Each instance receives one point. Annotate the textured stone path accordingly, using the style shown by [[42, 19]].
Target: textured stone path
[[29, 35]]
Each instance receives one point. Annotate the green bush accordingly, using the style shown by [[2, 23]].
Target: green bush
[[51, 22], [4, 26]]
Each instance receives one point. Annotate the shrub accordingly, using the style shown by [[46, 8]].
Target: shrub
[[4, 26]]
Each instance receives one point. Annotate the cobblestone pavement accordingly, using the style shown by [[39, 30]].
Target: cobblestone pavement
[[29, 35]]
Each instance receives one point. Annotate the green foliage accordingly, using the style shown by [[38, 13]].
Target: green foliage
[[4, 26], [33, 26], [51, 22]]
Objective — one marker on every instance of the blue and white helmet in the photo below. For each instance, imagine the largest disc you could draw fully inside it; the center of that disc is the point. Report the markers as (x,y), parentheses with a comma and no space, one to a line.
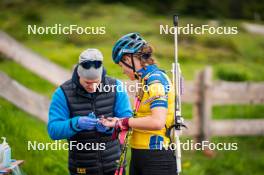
(127,44)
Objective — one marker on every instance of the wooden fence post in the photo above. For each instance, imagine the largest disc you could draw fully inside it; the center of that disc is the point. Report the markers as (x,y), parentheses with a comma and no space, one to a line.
(203,105)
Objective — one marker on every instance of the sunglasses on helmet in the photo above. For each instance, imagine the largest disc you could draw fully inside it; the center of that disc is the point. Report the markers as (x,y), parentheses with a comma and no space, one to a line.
(89,64)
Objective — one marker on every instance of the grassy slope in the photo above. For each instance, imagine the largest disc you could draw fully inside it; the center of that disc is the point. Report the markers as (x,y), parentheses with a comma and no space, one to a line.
(19,128)
(240,59)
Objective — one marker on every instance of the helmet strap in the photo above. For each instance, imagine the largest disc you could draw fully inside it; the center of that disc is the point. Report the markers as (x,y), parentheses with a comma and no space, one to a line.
(132,67)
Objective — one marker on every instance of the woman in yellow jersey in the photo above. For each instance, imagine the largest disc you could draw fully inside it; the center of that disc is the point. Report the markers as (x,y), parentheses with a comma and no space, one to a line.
(153,108)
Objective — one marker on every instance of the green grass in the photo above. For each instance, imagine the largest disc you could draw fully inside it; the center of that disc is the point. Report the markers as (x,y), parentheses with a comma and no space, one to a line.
(26,78)
(19,128)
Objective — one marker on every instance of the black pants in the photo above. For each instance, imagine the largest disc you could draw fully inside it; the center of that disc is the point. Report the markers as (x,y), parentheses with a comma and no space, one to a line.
(152,162)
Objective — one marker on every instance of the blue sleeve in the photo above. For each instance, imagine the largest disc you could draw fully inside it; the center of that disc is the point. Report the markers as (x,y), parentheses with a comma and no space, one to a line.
(122,103)
(60,126)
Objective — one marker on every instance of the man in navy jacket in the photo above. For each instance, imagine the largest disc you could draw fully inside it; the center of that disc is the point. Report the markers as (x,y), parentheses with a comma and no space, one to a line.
(74,114)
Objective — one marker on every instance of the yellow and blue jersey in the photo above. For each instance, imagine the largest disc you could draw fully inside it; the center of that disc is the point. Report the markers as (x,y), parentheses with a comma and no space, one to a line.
(159,93)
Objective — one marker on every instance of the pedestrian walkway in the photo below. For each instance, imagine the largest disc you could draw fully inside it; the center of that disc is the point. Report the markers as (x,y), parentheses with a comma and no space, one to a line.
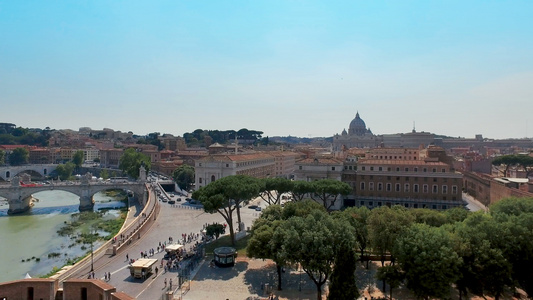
(248,279)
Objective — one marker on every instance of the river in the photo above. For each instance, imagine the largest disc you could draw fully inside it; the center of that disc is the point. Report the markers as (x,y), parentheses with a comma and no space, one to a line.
(26,237)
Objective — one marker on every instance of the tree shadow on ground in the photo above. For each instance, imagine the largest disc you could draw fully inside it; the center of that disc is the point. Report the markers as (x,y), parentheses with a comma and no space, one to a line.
(295,284)
(216,273)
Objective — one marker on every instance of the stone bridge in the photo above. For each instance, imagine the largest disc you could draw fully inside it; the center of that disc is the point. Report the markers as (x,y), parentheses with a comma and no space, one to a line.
(19,196)
(8,172)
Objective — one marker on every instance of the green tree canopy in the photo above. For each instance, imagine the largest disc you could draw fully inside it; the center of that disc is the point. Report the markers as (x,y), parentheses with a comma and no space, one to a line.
(64,171)
(342,281)
(77,159)
(358,218)
(184,176)
(130,162)
(214,230)
(392,274)
(225,195)
(485,268)
(428,259)
(19,156)
(262,243)
(314,242)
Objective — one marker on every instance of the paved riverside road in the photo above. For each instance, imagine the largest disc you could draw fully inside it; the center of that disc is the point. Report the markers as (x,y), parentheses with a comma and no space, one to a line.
(172,221)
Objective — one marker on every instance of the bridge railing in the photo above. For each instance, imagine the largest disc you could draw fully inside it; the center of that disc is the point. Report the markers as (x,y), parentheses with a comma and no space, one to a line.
(130,231)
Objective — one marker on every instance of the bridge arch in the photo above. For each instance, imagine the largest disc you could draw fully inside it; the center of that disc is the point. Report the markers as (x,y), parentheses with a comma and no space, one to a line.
(8,172)
(19,197)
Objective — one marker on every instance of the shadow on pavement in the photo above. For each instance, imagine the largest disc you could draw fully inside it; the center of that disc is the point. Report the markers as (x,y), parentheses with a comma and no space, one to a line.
(217,273)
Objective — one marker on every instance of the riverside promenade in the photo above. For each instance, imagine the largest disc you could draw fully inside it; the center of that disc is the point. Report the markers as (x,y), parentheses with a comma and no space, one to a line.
(138,221)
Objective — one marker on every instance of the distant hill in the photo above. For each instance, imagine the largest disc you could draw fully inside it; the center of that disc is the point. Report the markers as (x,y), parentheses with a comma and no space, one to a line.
(298,140)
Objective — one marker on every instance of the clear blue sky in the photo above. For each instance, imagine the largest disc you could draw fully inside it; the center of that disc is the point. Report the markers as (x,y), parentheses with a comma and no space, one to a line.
(301,68)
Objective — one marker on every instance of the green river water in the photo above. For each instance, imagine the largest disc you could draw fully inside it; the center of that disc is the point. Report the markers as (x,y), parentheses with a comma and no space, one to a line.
(34,234)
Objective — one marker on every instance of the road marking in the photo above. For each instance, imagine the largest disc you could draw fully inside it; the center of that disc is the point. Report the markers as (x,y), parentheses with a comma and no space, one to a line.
(149,284)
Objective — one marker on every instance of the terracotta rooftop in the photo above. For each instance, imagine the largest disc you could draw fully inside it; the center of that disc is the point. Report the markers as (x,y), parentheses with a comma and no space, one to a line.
(320,161)
(400,162)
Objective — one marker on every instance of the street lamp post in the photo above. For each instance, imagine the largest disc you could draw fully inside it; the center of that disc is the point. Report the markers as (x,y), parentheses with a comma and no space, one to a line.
(300,282)
(92,255)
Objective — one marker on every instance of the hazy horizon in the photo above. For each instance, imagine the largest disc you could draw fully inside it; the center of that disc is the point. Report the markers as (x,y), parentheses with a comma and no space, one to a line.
(456,68)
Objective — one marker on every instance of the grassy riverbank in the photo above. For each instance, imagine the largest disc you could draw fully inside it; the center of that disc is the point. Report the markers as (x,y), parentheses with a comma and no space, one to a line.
(92,228)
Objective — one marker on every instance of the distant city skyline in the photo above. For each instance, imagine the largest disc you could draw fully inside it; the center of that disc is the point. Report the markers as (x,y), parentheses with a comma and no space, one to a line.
(455,68)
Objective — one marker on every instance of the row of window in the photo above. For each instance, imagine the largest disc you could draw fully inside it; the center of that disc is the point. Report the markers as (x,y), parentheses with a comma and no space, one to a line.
(398,169)
(407,187)
(406,178)
(370,204)
(395,157)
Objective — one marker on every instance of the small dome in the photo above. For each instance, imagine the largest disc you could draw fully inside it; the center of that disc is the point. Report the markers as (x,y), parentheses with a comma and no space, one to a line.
(357,126)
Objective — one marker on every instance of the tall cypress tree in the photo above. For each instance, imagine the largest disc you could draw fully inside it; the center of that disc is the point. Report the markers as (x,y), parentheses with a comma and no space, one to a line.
(342,282)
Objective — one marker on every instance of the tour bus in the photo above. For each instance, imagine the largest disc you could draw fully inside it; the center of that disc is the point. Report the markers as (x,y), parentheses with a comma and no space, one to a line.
(142,268)
(173,250)
(118,179)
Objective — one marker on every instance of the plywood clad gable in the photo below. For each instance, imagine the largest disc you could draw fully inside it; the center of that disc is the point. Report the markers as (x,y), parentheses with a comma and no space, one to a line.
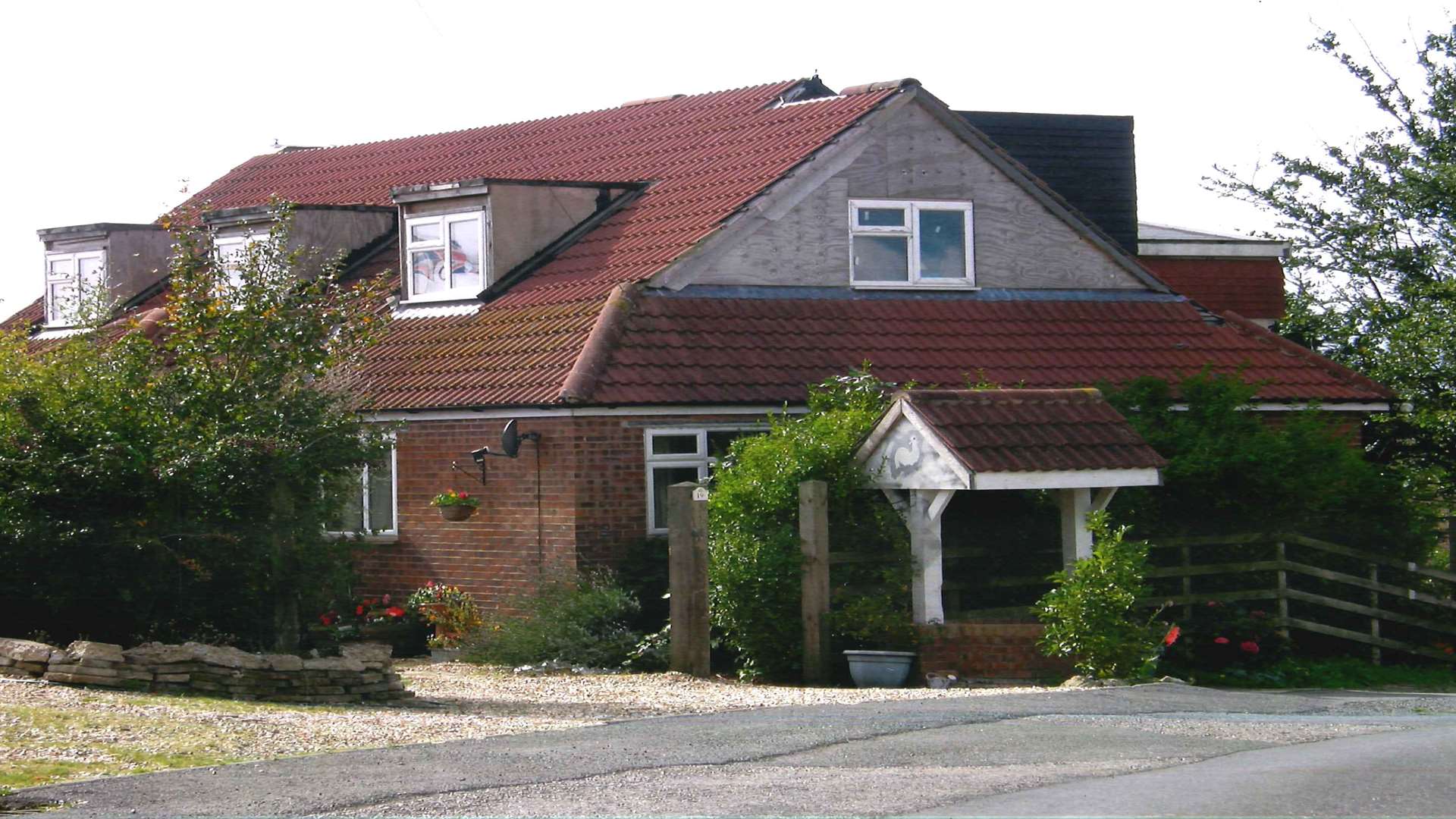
(909,155)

TASK DIRECTIONS.
Only the lines from the one containing "Objective — one marker on every instance of the tour" through the last line of the records above should be repeated, exactly and without pictures.

RESPONSE.
Objective — one marker on every instance of the tour bus in the photo above. For each instance, imagine the largest disc you could draw fully inside it; the center of that disc is the point. Report the markers as (x,y), parentheses with a comma and no space, one to a line.
(142,268)
(173,250)
(118,179)
Objective — one marker on every instance of the plywood clad gable in the photo below. For each instance, imagine the largest disc you could draw fully inside it; the center of that disc is the point. Report the markers as (x,y), parentheses with a comma and no space, one to a line.
(909,155)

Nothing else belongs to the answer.